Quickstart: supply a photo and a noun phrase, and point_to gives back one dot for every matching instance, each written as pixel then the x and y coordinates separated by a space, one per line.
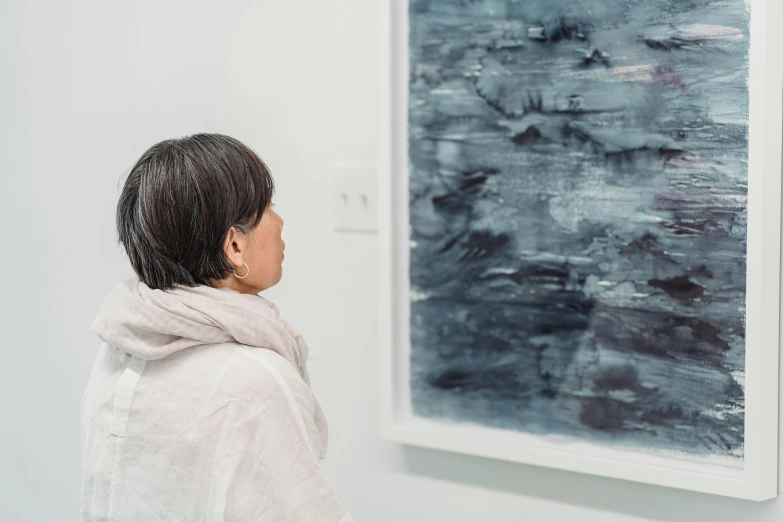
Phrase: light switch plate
pixel 355 199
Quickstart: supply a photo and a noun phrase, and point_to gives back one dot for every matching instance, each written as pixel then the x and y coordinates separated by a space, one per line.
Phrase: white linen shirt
pixel 215 432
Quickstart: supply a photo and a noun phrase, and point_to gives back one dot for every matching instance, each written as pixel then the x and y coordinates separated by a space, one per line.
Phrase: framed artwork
pixel 580 208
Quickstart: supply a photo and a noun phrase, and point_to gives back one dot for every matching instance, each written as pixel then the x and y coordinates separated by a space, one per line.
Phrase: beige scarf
pixel 151 324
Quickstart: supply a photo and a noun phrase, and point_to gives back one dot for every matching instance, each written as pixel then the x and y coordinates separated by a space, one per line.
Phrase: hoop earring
pixel 244 276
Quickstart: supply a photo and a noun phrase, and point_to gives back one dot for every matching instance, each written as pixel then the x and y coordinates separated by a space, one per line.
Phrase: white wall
pixel 86 87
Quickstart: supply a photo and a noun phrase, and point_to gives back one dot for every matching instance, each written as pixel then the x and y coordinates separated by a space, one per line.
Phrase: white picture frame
pixel 757 480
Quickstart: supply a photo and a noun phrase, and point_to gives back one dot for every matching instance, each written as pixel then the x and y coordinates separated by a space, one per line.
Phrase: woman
pixel 199 406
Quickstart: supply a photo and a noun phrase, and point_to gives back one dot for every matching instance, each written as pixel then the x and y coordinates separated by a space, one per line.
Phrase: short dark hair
pixel 180 200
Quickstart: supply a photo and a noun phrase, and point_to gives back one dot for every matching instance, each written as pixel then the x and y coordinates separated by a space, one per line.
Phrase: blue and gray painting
pixel 578 190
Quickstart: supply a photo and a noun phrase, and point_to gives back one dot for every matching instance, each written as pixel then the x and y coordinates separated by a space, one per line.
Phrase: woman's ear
pixel 234 246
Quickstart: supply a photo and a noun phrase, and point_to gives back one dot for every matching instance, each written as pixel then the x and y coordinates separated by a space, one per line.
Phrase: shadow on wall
pixel 589 491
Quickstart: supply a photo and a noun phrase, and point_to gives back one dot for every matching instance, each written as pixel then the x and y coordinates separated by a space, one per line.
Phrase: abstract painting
pixel 578 182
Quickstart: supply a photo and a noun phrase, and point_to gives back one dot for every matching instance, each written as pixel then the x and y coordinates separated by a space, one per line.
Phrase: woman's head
pixel 197 211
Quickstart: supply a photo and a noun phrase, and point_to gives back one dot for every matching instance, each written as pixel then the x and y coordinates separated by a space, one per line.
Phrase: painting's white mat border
pixel 758 478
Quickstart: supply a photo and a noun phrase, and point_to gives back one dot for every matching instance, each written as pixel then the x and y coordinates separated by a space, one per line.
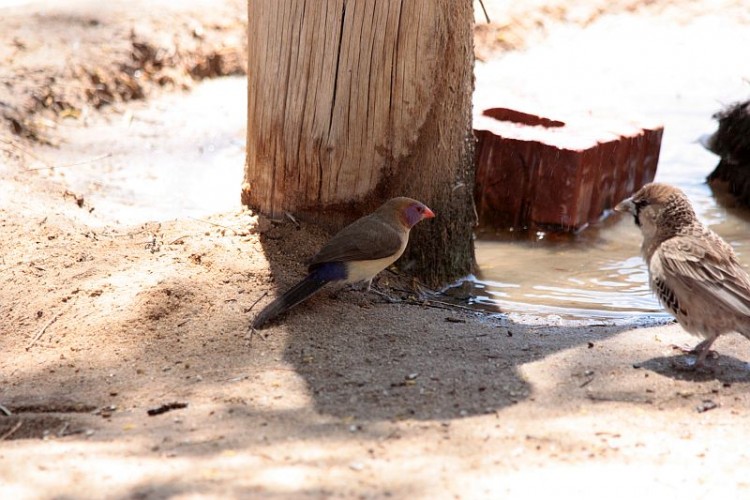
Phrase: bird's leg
pixel 701 351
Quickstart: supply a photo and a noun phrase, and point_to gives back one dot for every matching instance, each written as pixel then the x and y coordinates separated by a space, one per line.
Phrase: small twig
pixel 215 224
pixel 165 408
pixel 10 432
pixel 486 16
pixel 66 165
pixel 44 329
pixel 178 239
pixel 256 302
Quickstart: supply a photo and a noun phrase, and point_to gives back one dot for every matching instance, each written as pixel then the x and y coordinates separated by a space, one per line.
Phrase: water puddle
pixel 678 75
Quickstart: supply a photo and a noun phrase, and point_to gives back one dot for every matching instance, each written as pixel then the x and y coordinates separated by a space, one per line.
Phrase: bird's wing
pixel 368 238
pixel 706 266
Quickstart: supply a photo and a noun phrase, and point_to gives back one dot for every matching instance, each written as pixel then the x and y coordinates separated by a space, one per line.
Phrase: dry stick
pixel 10 432
pixel 486 16
pixel 48 166
pixel 215 224
pixel 74 164
pixel 252 330
pixel 44 329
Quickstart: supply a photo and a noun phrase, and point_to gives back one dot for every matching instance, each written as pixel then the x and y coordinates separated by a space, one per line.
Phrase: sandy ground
pixel 351 396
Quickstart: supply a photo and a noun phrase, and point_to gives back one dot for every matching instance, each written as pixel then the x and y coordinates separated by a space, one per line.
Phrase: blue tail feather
pixel 319 276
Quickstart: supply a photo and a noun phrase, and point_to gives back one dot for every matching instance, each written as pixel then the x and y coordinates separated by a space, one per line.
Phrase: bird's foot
pixel 388 298
pixel 689 364
pixel 695 350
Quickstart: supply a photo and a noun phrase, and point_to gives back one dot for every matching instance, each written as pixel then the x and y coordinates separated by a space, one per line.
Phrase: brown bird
pixel 356 253
pixel 694 273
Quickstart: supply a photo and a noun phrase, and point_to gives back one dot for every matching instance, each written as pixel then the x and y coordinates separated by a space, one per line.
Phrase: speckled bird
pixel 694 273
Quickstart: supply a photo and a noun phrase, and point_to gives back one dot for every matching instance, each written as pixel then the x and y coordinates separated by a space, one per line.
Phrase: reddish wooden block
pixel 538 173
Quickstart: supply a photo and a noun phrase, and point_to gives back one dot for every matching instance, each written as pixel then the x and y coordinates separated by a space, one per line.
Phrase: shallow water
pixel 678 75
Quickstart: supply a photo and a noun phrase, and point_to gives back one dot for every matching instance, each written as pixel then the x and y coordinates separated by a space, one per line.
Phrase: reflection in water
pixel 599 274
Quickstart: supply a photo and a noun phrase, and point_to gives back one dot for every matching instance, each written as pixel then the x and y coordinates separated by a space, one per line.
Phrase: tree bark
pixel 352 102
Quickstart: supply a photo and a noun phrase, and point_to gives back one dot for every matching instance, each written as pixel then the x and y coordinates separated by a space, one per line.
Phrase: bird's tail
pixel 299 292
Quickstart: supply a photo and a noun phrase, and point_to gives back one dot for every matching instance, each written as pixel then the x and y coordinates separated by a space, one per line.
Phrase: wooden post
pixel 352 102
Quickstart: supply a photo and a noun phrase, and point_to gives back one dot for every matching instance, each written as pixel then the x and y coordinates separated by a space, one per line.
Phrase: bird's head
pixel 659 208
pixel 407 210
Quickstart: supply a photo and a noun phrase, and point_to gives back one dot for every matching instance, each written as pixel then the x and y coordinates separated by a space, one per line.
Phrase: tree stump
pixel 351 103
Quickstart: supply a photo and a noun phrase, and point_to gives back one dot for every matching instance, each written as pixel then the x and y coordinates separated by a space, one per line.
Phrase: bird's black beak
pixel 626 205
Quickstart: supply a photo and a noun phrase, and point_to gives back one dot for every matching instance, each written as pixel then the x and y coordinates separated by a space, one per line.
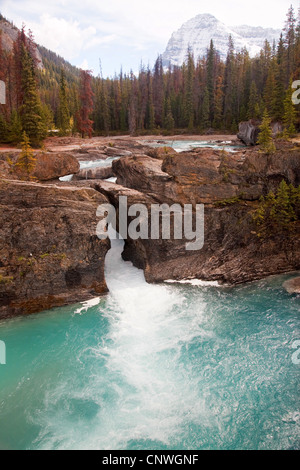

**Problem details:** Turn all of the data above into a numbered list with no blank lines, and leave the pictures out.

**Answer to this exercise:**
1. Quickstart: supply a photo and a noun phrase, and point_to gives back one dot for every matching instance, each written as pixel then the x and y coordinates separated by a space, one per line.
2. Phrase: light switch plate
3. pixel 355 199
4. Quickstart: supply a photo and a noun phrase, and point_to gives back one dot for every matching instance, each written as pixel then the x and y coordinates separated by a space, one per line.
5. Phrase: white linen shirt
6. pixel 215 432
7. Quickstart: supply a photo and a noun phrase, and point_to gives back one dot for every matching instance, each written as pixel then the x and y coordinates separated by a space, one per line.
8. Phrase: framed artwork
9. pixel 580 208
10. Quickstart: supply a photo and a noun phrase, and point_to gives back one dot for every matching instance, each written as pixel then the x and y coordinates separated by a space, one per line.
11. Phrase: beige scarf
12. pixel 151 324
13. Quickstart: supply a photo and a noun phrase, and point_to gives back one dot for every matching instance, each written as pixel then the x and y coordinates separated by a space, one per line.
14. Phrase: hoop earring
15. pixel 244 276
16. Quickstart: supply a photo and a noun phrase, and point_to gives back one dot for every matching instance, each written as pixel then the x and y coordinates separated by a space, one per line.
17. Phrase: white wall
18. pixel 86 87
19. Quickstart: supply a photo and a noun phrase, and point_to gives back one dot for every matching instance, each written as pixel then the x and y coordinates separated by a space, one per line.
20. Phrase: white picture frame
21. pixel 757 480
22. Quickstart: supply a photo and a noun phrase, and point_to gives back one dot for every matching instance, each written as pixel then the x and y coordinates separated by a space, one per line.
23. Phrase: woman
24. pixel 199 406
25. Quickstart: supply a photo and a noun phrase, and point_to gives back one dot for every matching instance, each written as pixel then the x and y coordinates separated by a space, one per line.
26. Phrase: short dark hair
27. pixel 180 200
28. Quickstart: supply a photo and a noun phrase, and point_to gives back one dot for every matching instance, each written as pixel then the x and y coordinates separated by a space, one per line.
29. Phrase: blue and gray painting
30. pixel 578 190
31. Quickstart: supply a photo and a noun phrase, and point_to gives back one dot for every matching instance, each written as pixel then the x and y coordinates separated by a space, one per line.
32. Phrase: woman's ear
33. pixel 234 246
34. Quickstart: supply a photo and a noun phrase, and point_to gives back one dot for every matching instance, each written as pixel then the x and y coordinates separated by a space, one per line.
35. Phrase: shadow on wall
36. pixel 589 491
37. Quickstart: supply a photo and a noun phrase, and point_to gives back one dot for every matching instance, each written as pixel then the x and y coordinates separated by a space, one per line.
38. Phrase: abstract painting
39. pixel 578 182
40. Quickstart: supply a photo and a noun phrase, and point_to gives back one dot for every matching instance, each written as pixel then the x and y coordinates separated by a space, one per line.
41. Phrase: woman's head
42. pixel 197 211
43. Quickstart: supply a photo and a noun phrase, and point_to gives back one dot for every matching instance, each written as pixel then the x and y coordinates separated by a space, one per line.
44. Phrase: painting's white mat border
45. pixel 758 478
46. Quickstart: supply a photo and a noun phrase, and point_to gives back one dot for every matching instance, each written as pixel then the x and y coordinates separated by a space, one per line.
47. Phrase: bird's leg
48. pixel 701 351
49. Quickstart: supply a photo and a noun phrase, and point_to gives back one dot for every matching instance, each written as pixel then the x and y coordinates separated by a space, one per line.
50. Phrase: small twig
51. pixel 215 224
52. pixel 165 408
53. pixel 10 432
54. pixel 486 16
55. pixel 66 165
56. pixel 44 329
57. pixel 178 239
58. pixel 256 302
59. Quickstart: supply a photo and a noun phrase, and point_to gives back one dot for every matching instance, each written as pixel then the x and y coordinates separated by a space, one per line.
60. Phrase: water puddle
61. pixel 678 75
62. Quickstart: supply a photo and a noun phrase, and point_to gives back one dot for every matching instance, each written as pixel then the x and y coordinates separated by a space, one per line.
63. Phrase: bird's wing
64. pixel 368 238
65. pixel 706 266
66. Quickstart: supply a photo and a noun phrase, and point_to gives back one dot for every matching instance, each written as pixel then the x and y coordinates separated by a space, one per line.
67. Phrase: dry stick
68. pixel 10 432
69. pixel 486 16
70. pixel 48 166
71. pixel 215 224
72. pixel 74 164
73. pixel 252 330
74. pixel 44 329
75. Quickstart: supply a photo and a noun phrase, and point_to gives back one dot for every matching instance, each written as pixel then the x and y coordinates separated by a space, one per line.
76. Phrase: sandy ground
77. pixel 351 396
78. Quickstart: supply a photo and a noun phrase, and point_to gives back one dot for every matching instance, each written as pixel then the x and y coordinates separated by a space, one per line.
79. Phrase: blue tail feather
80. pixel 319 276
81. Quickstart: supply a photo and a noun phrase, and point_to gives back one dot for every matching instance, each written as pixel then the x and y coordinates separated by a space, one per line.
82. Phrase: bird's foot
83. pixel 388 298
84. pixel 689 364
85. pixel 695 350
86. Quickstart: supply a photo and a noun phrase, and point_to gives back one dot for every matching instance, each written as pixel then the x and y coordinates separated by a space, one per line.
87. Phrase: brown bird
88. pixel 356 253
89. pixel 694 273
90. Quickstart: supply a photo and a noun phrase, and point_to gives back one dot for every matching instance, each written as pixel then the x and y coordinates separated by a space, one per line.
91. Phrase: speckled bird
92. pixel 694 273
93. Quickstart: supply a photo and a noun phrase, and point_to gives back one dot for every matching instance, each written as pixel then the x and y coordinates separated by a space, one per line.
94. Phrase: reddish wooden block
95. pixel 538 173
96. Quickstart: supply a photo and a noun phrase, and point_to gives back one dot for every matching instance, each written as pixel then the x and y coordinates separated by a space, one per line.
97. Phrase: shallow water
98. pixel 678 75
99. Quickstart: supply a photo and a noun phrase, and point_to gives back one dot for every matching instance, each written as pixel then the x and y coordinates separated by a space, one per line.
100. Phrase: reflection in water
101. pixel 599 274
102. Quickstart: supply a photo and a noun phrase, and point_to gives back one dot for every matching instance, each written as pixel then the x and y coordinates separated by a space, one per line.
103. Phrase: tree bark
104. pixel 352 102
105. Quickstart: supply a photo and a noun phrase, and point_to gives back one dot for every matching instance, each written as pixel then the x and y coordinates separated by a space, one per line.
106. Phrase: bird's tail
107. pixel 299 292
108. Quickstart: supply a photo and a noun phrase, and point_to gives back one dot for every matching instance, each written as pixel then the x and y coordinates separated by a space, one per line.
109. Phrase: wooden post
110. pixel 352 102
111. Quickstart: supply a photo and a noun phrase, and point_to gives back one dot for every matching instance, each written as pixel then the x and y coordinates separated by a space, one per line.
112. Phrase: bird's head
113. pixel 659 208
114. pixel 407 210
115. Quickstart: supply a photo and a noun phrase, and point_to gives back one dot for every matching instance, each written as pixel then the x and y coordinates separated by a space, one per line.
116. Phrase: tree stump
117. pixel 351 103
118. Quickstart: supply a photo and a noun phrase, and point_to gives back one dot for every matching instance, each written as pixel then the x and y coordinates separated by a space, one per line.
119. Phrase: bird's black beak
120. pixel 626 205
121. Quickstart: supply a photo and a noun phrase, and point_to gives back one dot for every matching instance, each written as pixel then the x and y coordinates separated by a space, one per line.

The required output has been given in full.